Task statement
Gather every line in the records below that contains the string "tail", and copy each one in full.

Annotated coordinate records
▼

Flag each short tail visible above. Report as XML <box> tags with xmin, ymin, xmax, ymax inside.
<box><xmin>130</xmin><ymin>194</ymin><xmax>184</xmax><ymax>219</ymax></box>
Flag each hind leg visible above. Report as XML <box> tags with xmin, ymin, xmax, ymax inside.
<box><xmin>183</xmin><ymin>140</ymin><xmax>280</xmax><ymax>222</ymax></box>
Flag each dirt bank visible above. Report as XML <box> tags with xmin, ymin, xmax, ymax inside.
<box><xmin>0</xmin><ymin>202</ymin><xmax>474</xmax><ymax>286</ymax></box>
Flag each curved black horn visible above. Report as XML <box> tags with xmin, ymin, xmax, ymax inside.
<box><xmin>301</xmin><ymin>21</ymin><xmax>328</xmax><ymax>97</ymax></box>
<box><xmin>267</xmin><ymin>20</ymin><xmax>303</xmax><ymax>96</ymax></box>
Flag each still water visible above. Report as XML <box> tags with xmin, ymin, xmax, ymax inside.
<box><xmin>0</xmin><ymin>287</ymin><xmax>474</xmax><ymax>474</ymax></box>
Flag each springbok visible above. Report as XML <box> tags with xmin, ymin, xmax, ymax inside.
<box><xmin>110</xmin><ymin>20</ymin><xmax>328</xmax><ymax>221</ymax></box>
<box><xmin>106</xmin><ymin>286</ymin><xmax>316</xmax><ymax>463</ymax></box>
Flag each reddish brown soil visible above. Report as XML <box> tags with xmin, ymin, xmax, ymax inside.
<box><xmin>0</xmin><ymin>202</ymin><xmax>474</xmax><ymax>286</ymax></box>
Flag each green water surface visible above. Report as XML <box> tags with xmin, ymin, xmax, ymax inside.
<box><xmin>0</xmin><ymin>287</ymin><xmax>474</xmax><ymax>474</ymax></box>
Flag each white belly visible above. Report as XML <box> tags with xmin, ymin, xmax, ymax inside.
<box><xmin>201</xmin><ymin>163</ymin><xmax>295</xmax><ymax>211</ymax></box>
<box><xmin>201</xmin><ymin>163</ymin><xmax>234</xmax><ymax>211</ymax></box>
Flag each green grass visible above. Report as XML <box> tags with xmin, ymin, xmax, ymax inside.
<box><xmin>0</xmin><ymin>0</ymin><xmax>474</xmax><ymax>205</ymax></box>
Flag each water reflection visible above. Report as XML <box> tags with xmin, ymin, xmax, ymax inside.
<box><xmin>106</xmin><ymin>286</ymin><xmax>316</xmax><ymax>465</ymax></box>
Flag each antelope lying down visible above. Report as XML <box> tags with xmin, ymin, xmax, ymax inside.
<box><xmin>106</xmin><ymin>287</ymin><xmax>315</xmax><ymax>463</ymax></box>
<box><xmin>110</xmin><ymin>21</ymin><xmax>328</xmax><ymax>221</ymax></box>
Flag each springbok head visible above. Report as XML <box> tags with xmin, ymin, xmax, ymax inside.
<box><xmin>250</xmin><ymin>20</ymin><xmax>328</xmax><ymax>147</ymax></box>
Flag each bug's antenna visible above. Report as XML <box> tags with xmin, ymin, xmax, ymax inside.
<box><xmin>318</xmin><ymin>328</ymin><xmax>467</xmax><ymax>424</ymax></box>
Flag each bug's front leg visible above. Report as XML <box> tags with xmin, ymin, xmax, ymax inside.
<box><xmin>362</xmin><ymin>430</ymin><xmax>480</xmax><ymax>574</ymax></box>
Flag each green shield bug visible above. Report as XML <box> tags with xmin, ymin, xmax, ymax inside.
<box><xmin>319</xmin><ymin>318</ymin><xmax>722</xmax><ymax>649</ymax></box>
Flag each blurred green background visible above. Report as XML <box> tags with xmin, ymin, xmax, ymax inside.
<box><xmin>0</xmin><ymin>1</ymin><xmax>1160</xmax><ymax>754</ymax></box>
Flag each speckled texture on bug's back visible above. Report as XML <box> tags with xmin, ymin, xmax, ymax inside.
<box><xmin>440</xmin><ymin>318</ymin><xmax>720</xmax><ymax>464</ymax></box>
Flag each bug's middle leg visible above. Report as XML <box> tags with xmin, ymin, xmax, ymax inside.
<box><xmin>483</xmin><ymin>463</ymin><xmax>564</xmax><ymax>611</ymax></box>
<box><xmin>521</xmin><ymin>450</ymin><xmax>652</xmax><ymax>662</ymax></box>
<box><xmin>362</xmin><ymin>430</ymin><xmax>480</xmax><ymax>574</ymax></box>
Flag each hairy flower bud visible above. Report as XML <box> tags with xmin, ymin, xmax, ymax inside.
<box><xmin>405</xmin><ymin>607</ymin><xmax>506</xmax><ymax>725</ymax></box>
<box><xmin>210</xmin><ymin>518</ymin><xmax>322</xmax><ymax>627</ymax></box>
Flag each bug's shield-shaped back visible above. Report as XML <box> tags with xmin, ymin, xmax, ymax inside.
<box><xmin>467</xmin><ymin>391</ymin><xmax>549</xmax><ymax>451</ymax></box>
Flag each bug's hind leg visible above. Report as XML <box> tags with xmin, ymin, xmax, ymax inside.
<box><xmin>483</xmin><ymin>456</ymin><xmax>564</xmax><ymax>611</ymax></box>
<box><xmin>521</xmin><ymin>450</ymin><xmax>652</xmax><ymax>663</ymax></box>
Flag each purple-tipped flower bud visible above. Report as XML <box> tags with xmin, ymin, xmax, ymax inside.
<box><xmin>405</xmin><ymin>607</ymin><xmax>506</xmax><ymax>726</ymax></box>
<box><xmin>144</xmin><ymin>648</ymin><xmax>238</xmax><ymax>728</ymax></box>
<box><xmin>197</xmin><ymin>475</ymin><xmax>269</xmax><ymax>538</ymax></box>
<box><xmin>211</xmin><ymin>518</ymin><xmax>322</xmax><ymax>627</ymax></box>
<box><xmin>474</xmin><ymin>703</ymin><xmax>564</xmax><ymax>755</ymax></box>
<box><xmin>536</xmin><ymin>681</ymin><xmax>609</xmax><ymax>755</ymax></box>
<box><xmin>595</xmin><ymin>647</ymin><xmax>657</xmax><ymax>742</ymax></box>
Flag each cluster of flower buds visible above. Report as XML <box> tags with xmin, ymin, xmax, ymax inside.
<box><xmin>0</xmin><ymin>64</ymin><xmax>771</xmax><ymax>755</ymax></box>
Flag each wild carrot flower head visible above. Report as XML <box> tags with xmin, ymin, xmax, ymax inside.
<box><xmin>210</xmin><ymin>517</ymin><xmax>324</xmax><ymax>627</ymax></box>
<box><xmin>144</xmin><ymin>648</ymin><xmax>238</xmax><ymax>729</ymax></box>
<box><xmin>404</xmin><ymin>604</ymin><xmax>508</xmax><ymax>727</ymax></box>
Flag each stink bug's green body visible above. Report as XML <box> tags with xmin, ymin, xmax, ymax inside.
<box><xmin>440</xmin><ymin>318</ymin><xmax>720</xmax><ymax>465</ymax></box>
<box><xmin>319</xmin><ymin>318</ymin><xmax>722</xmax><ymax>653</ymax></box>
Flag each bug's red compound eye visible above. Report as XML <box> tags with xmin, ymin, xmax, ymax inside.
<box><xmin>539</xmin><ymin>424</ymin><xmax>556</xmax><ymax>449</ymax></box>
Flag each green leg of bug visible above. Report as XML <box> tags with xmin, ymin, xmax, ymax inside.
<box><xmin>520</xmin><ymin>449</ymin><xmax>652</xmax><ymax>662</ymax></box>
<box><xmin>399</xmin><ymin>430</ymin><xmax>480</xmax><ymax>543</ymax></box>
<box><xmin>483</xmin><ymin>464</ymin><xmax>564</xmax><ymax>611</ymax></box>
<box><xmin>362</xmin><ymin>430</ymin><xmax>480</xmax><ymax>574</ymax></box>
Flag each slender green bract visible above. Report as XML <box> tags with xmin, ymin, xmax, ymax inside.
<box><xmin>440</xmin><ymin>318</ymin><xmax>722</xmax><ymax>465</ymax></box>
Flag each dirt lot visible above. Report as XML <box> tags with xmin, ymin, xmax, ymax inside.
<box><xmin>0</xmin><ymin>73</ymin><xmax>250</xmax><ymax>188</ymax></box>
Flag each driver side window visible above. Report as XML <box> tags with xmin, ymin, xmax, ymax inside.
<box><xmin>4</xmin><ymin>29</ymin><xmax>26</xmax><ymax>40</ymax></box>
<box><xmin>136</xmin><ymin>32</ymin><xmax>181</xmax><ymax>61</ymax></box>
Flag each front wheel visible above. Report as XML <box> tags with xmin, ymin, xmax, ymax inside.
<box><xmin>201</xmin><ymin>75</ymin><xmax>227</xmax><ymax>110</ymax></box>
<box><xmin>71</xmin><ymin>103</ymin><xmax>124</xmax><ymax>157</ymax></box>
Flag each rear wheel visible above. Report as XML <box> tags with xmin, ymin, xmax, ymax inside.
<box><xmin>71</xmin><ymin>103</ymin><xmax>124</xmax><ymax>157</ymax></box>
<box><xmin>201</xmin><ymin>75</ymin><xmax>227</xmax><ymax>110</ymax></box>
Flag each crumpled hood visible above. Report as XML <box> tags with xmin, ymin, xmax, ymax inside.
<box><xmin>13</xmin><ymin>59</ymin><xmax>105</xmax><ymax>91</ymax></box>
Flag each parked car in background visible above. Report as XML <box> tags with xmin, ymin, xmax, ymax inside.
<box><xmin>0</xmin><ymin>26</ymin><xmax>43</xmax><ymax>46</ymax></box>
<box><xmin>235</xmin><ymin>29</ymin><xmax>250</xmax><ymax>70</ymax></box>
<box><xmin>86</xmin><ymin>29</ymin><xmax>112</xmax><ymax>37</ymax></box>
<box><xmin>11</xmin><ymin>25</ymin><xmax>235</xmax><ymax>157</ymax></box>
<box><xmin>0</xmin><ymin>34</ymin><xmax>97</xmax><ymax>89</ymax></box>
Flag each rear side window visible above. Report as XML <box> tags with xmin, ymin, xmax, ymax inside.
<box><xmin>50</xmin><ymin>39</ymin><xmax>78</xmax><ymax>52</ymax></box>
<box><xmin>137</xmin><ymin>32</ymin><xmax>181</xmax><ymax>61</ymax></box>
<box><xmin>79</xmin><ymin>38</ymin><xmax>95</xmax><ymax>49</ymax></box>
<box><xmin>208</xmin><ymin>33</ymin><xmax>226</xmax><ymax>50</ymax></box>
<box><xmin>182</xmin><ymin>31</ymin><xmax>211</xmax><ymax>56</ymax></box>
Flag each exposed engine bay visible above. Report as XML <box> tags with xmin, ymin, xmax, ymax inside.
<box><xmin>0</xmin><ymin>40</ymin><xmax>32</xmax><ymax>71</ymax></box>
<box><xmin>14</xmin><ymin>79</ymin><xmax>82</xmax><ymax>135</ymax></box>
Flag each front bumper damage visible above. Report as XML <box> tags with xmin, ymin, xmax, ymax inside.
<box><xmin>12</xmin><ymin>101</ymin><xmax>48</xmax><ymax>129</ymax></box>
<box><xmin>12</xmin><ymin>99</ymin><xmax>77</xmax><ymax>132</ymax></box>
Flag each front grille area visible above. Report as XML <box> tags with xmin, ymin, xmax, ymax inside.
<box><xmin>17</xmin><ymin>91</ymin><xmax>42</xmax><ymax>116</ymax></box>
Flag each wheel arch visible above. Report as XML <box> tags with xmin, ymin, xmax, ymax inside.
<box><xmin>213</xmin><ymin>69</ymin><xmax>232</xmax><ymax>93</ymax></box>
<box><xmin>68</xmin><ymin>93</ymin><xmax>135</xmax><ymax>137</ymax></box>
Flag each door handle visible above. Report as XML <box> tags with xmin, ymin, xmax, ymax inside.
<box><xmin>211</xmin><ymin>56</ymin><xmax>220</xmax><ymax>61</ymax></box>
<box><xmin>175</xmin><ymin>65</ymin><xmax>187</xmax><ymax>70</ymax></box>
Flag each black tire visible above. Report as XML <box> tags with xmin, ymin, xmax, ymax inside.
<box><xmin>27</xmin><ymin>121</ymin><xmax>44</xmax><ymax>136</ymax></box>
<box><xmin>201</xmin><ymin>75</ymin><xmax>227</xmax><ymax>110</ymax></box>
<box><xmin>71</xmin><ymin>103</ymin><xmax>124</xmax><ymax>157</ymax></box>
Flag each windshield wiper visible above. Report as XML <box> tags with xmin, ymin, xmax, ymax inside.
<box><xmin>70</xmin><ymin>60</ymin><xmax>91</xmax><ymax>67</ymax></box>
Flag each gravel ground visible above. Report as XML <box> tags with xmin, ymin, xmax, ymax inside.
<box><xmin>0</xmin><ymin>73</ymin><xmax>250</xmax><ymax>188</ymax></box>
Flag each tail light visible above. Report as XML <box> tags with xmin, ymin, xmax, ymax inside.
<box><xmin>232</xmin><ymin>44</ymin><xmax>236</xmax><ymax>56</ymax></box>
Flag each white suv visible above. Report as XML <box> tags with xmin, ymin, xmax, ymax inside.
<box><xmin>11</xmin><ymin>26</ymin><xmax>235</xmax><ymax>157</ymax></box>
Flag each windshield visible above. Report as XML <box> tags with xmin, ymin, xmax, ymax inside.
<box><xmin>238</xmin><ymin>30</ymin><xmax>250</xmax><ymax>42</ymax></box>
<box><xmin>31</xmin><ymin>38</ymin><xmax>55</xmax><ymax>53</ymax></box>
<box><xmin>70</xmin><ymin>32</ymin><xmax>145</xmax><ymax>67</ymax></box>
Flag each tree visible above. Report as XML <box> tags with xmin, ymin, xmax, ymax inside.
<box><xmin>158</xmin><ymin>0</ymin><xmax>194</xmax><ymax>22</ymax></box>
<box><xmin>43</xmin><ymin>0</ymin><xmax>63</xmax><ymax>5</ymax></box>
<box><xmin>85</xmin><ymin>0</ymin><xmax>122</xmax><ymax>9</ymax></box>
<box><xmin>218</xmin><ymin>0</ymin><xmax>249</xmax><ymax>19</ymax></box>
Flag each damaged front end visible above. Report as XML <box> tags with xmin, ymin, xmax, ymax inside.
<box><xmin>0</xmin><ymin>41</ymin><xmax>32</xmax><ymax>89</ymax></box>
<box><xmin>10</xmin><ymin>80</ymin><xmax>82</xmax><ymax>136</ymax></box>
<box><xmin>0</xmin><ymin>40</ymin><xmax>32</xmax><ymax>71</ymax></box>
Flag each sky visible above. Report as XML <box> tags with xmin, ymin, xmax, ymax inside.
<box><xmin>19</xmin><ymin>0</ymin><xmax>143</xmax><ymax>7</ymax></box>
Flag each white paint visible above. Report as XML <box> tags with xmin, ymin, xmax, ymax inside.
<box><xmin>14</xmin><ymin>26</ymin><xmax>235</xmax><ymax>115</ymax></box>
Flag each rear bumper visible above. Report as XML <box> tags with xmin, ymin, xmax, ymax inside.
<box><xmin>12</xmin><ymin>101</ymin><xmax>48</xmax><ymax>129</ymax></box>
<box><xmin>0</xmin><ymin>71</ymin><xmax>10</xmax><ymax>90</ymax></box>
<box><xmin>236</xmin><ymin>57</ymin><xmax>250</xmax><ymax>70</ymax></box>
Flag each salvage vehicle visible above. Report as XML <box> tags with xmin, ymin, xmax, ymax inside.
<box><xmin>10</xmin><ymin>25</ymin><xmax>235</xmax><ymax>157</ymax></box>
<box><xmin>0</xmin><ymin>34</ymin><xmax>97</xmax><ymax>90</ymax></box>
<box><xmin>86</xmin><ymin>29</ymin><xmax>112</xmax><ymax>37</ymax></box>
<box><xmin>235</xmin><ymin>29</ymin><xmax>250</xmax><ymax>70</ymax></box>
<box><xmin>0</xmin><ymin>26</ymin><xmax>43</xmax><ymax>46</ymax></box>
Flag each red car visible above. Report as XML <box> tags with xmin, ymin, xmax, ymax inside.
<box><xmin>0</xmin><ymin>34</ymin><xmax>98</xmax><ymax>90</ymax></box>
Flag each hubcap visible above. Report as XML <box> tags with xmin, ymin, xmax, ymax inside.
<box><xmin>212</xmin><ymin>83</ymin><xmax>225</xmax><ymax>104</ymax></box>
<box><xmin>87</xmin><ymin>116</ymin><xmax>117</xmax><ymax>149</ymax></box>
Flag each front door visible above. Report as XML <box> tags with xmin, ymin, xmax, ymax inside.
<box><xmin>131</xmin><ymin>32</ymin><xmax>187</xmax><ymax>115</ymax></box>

▲

Response to this exercise
Flag each short tail visible above. Report as XML <box> tags with xmin, ymin, xmax, ymax inside.
Flag each tail light visible above. Report as XML <box> tags with xmin, ymin, xmax, ymax inside.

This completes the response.